> [EXERCISE PASSAGE]
((

Robot Environment

A comprehensive Python framework for robotic pick-and-place operations with vision-based object detection and manipulation capabilities

Overview

robot_environment provides a complete software stack for controlling robotic arms with integrated computer vision for object detection, workspace management, and intelligent manipulation. The system combines real-time camera processing, Redis-based communication, and natural language interaction capabilities to enable robust pick-and-place operations.

Key Features

🤖 Multi-Robot Support - Modular architecture supporting Niryo Ned2 and WidowX robotic arms
👁️ Vision-Based Object Detection - Integration with multiple detection models, using vision_detect_segment
🗺️ Workspace Management - Flexible workspace definition with camera-to-world coordinate transformation, using robot_workspace
📡 Redis Communication - Efficient image streaming and object data sharing via Redis, using redis_robot_comm
🔊 Text-to-Speech - Natural language feedback using text2speech
🧵 Thread-Safe Operations - Concurrent camera updates and robot control with proper locking
🎮 Simulation Support - Compatible with both real robots and Gazebo simulation
💾 Object Memory Management - Intelligent tracking of detected objects with workspace-aware updates

Architecture

System Overview

┌─────────────────────────────────────────────────────────────┐
│                    Environment Layer                        │
│  (Central orchestrator coordinating all subsystems)         │
└─────────────────────────────────────────────────────────────┘
                            │
        ┌───────────────────┼───────────────────┐
        │                   │                   │
┌───────▼────────┐   ┌──────▼──────┐   ┌────────▼─────────┐
│  Robot Control │   │   Vision    │   │    Workspace     │
│     Layer      │   │    Layer    │   │      Layer       │
└────────────────┘   └─────────────┘   └──────────────────┘
        │                   │                   │
┌───────▼────────┐   ┌──────▼──────┐   ┌────────▼─────────┐
│ RobotController│   │FrameGrabber │   │    Workspace     │
│   (Abstract)   │   │  (Abstract) │   │   (Abstract)     │
└────────────────┘   └─────────────┘   └──────────────────┘
        │                   │                   │
┌───────▼────────┐   ┌──────▼──────┐   ┌────────▼─────────┐
│ NiryoRobot     │   │ NiryoFrame  │   │ NiryoWorkspace   │
│  Controller    │   │   Grabber   │   │                  │
└────────────────┘   └─────────────┘   └──────────────────┘
                            │
                    ┌───────▼───────┐
                    │ Redis Streams │
                    │  (Images +    │
                    │   Objects)    │
                    └───────────────┘

Core Components

Environment Layer

Environment - Central orchestrator managing all subsystems
Coordinates camera updates and robot control
Manages object memory with workspace-aware tracking
Handles thread-safe operations with proper locking

Robot Control Layer

Robot - High-level robot API implementing pick-and-place operations
RobotController - Abstract base class for hardware control
NiryoRobotController - Niryo Ned2 implementation with pyniryo
WidowXRobotController - WidowX implementation with InterbotixManipulatorXS

Vision Layer

FrameGrabber - Abstract camera interface with Redis streaming
NiryoFrameGrabber - Niryo-mounted camera with undistortion
WidowXFrameGrabber - Intel RealSense integration (stub)

))

> [GIVEN DATA]
((

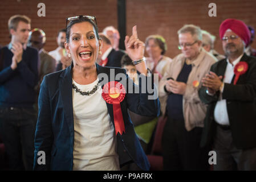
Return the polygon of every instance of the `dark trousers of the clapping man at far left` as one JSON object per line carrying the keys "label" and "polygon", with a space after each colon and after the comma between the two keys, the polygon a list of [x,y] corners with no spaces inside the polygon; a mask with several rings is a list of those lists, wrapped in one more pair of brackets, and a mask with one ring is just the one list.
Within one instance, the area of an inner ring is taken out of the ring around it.
{"label": "dark trousers of the clapping man at far left", "polygon": [[0,134],[10,170],[32,170],[36,115],[34,109],[0,108]]}

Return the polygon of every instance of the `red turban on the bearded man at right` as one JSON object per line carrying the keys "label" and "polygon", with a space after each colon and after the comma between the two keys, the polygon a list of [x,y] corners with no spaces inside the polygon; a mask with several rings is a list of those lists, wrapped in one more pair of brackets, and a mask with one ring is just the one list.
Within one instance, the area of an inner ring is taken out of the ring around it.
{"label": "red turban on the bearded man at right", "polygon": [[224,20],[224,22],[221,23],[219,30],[221,39],[223,38],[227,29],[230,29],[237,34],[245,42],[246,46],[248,46],[250,43],[251,34],[245,23],[243,23],[241,20],[231,18]]}

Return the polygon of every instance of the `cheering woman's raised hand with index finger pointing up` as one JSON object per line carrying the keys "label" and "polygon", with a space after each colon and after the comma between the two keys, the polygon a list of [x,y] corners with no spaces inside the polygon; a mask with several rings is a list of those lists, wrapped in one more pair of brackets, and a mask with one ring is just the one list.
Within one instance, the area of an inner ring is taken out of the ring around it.
{"label": "cheering woman's raised hand with index finger pointing up", "polygon": [[137,26],[132,27],[132,36],[125,36],[124,40],[127,54],[133,61],[144,57],[145,44],[138,39]]}

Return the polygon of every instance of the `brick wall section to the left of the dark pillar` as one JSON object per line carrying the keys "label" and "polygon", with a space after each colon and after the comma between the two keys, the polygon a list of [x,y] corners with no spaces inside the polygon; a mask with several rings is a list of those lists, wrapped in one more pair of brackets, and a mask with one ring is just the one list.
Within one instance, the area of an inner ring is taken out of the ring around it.
{"label": "brick wall section to the left of the dark pillar", "polygon": [[[46,5],[46,16],[39,17],[38,3]],[[66,18],[74,15],[95,15],[99,31],[113,25],[117,27],[117,0],[1,0],[0,2],[0,44],[10,42],[8,19],[14,14],[25,14],[31,18],[31,28],[41,28],[46,33],[46,51],[52,51],[58,44],[58,31],[66,26]]]}

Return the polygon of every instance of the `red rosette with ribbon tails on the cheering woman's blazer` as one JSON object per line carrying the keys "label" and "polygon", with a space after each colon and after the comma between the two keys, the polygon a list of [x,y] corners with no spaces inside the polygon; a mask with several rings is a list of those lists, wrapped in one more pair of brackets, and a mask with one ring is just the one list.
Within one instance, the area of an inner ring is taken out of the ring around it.
{"label": "red rosette with ribbon tails on the cheering woman's blazer", "polygon": [[122,135],[123,132],[125,133],[125,128],[120,102],[122,102],[125,97],[124,86],[118,81],[110,81],[103,86],[101,96],[106,102],[108,102],[108,104],[113,105],[116,135],[117,133]]}

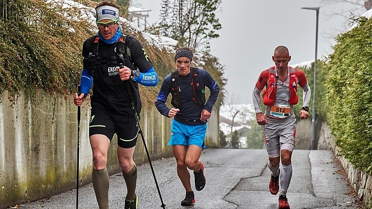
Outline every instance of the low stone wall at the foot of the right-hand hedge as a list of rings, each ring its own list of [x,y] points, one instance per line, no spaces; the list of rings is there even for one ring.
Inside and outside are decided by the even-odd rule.
[[[372,176],[362,170],[354,169],[353,165],[350,164],[344,156],[339,154],[331,131],[326,123],[322,124],[318,149],[332,150],[334,152],[336,158],[344,167],[349,182],[355,190],[358,199],[363,201],[367,208],[372,208]]]

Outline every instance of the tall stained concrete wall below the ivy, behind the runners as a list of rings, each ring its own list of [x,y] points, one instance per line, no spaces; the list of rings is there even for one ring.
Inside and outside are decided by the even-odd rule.
[[[40,91],[30,99],[24,95],[9,101],[1,94],[0,103],[0,208],[46,198],[76,188],[77,107],[72,96]],[[79,138],[79,184],[91,182],[92,150],[88,125],[90,105],[81,107]],[[218,111],[209,119],[206,145],[218,147]],[[173,156],[167,146],[170,119],[153,107],[143,107],[140,120],[143,139],[151,160]],[[110,175],[120,172],[116,156],[116,136],[109,148]],[[139,136],[134,160],[148,163]]]

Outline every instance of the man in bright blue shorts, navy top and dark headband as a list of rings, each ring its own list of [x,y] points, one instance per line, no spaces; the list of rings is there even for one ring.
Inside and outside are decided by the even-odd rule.
[[[168,145],[173,147],[177,174],[186,190],[181,205],[189,206],[195,203],[195,198],[188,169],[194,171],[196,190],[200,191],[206,185],[204,165],[199,158],[206,148],[207,120],[220,88],[207,71],[191,67],[192,52],[189,48],[177,49],[174,61],[177,70],[164,78],[155,105],[163,116],[173,118]],[[210,90],[207,102],[206,86]],[[165,105],[169,94],[174,108]]]

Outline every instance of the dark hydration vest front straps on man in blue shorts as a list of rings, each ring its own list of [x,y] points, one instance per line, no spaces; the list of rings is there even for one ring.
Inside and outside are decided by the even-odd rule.
[[[192,100],[199,105],[204,105],[206,103],[206,96],[204,93],[203,87],[199,84],[199,69],[195,67],[191,67],[191,85],[193,88],[193,96]],[[171,73],[171,89],[170,93],[172,95],[171,104],[176,107],[180,108],[180,89],[178,85],[178,71],[174,71]]]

))

> [TO DO]
1. Which two robotic arms does the Robot Environment page say its modular architecture supports?
2. Return the part of the Robot Environment page between "FrameGrabber - Abstract" and "RealSense integration (stub)", inclusive, with every word unchanged.

> [RESPONSES BY TASK]
1. Niryo Ned2 and WidowX

2.
FrameGrabber - Abstract camera interface with Redis streaming
NiryoFrameGrabber - Niryo-mounted camera with undistortion
WidowXFrameGrabber - Intel RealSense integration (stub)